ABOUT THIS TASK -> Select from the data all lines with the word "oval".

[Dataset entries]

****************

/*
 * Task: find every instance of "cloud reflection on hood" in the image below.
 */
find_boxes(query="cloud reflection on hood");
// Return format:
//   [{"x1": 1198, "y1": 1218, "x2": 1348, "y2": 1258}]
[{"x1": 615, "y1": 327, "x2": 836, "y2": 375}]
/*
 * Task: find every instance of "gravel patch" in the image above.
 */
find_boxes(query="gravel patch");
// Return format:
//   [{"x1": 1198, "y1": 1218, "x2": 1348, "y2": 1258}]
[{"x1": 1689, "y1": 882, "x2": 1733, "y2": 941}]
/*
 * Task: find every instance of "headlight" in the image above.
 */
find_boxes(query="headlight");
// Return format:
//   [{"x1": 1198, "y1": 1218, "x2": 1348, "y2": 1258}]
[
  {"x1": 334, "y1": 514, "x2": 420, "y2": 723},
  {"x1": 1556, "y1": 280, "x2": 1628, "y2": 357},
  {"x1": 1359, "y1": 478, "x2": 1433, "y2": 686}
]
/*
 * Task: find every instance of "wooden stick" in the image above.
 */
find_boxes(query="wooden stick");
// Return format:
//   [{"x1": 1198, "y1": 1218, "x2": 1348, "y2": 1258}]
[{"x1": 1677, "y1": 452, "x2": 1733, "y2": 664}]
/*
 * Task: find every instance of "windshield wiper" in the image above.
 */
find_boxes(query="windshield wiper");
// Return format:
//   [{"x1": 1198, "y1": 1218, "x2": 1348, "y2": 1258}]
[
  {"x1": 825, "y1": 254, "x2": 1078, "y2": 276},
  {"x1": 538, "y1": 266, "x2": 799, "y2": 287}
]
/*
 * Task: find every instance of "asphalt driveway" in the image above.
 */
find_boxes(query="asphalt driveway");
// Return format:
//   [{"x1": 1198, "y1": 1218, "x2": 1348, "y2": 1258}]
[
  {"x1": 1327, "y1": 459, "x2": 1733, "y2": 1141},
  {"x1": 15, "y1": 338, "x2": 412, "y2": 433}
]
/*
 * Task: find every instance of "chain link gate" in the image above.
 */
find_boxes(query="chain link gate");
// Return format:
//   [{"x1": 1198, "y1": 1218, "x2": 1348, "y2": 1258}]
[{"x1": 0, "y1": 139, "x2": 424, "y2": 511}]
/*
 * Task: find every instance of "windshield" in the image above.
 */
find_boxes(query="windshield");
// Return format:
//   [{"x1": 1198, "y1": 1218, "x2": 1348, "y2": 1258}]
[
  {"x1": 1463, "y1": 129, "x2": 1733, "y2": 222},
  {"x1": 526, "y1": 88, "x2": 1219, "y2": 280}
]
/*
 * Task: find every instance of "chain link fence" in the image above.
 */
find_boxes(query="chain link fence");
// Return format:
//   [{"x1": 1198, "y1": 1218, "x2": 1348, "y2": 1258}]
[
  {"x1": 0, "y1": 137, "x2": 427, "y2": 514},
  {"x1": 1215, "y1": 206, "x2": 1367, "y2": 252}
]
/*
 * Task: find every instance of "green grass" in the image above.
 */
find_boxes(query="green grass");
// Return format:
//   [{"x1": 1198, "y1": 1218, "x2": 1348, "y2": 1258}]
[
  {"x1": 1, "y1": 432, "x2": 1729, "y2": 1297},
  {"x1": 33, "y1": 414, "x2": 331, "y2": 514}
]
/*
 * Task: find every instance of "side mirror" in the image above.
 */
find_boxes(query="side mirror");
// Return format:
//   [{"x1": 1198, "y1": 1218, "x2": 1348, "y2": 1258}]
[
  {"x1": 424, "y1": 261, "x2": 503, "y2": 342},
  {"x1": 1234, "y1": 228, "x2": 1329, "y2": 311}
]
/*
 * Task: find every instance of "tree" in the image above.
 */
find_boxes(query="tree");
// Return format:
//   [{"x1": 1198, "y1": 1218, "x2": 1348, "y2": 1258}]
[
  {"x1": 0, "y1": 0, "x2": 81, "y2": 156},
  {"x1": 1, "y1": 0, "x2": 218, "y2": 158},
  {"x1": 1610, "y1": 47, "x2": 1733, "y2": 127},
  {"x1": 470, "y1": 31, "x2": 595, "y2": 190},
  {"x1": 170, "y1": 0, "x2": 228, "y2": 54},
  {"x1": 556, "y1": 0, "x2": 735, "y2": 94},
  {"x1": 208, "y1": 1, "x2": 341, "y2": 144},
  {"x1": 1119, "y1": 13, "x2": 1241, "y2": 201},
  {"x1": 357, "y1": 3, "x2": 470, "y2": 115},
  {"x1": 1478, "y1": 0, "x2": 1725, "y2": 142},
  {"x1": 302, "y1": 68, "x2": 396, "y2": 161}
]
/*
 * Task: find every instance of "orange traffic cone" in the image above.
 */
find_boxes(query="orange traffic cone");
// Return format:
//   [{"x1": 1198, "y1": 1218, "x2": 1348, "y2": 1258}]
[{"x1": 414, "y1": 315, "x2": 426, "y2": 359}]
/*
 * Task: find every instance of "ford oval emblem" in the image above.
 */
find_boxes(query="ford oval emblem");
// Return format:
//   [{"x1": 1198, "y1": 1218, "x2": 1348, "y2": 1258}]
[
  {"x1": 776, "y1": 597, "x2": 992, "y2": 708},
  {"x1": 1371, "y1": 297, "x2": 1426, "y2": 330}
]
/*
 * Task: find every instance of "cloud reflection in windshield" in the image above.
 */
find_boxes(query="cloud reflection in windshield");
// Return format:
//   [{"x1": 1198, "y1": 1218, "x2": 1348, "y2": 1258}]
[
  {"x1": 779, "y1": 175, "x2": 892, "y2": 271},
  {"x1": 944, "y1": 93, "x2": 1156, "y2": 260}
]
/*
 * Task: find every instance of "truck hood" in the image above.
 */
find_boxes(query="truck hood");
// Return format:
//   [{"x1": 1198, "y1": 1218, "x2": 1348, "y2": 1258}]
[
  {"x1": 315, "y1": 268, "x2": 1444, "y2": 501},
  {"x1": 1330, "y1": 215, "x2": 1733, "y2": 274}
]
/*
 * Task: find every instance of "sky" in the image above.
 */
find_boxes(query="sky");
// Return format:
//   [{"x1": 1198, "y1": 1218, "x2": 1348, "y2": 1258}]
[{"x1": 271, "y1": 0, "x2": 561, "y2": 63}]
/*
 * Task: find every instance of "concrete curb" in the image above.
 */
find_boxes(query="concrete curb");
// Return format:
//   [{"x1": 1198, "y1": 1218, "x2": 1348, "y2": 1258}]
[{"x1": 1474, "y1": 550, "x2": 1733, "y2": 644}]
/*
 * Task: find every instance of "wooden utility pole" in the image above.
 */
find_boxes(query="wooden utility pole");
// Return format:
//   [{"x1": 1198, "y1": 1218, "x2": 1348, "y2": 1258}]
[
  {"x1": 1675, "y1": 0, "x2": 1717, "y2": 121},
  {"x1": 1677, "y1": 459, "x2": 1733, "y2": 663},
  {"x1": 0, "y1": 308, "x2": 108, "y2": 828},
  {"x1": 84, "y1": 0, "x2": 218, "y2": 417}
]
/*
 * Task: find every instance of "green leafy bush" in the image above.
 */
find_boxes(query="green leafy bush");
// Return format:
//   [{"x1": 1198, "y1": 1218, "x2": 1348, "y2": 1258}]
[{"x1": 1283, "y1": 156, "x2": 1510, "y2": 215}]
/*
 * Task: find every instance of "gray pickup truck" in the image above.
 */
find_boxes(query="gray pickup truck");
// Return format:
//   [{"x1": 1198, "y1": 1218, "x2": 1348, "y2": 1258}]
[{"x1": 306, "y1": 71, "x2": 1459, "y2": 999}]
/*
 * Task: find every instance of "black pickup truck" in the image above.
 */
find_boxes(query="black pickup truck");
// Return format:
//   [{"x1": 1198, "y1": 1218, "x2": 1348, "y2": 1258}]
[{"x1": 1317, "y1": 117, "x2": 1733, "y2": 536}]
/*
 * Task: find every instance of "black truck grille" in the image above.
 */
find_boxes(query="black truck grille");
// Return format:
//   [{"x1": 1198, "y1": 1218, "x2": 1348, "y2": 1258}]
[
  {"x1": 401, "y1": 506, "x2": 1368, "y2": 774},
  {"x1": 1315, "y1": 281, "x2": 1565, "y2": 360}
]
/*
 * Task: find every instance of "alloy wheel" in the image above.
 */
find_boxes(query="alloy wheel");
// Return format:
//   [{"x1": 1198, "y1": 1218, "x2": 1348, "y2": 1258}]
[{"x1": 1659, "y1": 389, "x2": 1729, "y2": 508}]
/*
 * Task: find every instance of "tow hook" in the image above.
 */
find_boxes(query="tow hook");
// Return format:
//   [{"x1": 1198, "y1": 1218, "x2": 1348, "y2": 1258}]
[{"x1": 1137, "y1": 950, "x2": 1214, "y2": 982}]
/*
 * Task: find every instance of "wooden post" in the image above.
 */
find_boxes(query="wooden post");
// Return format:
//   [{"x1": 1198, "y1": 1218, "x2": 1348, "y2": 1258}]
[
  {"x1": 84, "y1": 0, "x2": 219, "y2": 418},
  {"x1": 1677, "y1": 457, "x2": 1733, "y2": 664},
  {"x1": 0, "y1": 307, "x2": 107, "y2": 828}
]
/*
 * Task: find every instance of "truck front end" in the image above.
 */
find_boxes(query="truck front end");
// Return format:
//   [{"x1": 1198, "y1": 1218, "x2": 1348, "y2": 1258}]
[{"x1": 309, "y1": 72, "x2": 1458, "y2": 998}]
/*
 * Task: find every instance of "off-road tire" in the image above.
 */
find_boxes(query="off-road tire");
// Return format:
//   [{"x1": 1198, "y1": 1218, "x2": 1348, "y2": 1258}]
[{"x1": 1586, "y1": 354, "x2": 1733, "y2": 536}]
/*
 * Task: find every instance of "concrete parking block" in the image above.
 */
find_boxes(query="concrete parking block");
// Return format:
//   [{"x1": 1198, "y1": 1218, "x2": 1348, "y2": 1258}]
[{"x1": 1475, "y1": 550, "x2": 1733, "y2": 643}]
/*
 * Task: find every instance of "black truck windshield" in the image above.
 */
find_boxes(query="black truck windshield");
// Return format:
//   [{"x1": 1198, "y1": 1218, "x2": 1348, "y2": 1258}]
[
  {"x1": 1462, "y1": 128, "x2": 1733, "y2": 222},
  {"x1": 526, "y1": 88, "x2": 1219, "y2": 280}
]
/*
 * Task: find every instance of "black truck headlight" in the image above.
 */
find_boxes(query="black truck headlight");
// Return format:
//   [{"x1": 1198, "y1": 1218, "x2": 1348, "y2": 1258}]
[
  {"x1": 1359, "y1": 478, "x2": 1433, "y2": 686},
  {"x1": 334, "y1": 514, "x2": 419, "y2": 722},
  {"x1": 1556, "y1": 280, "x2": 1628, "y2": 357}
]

****************

YOUR RESPONSE ->
 * Task: find every instance of "ford oval emblem" in the image above.
find_boxes(query="ford oval emblem");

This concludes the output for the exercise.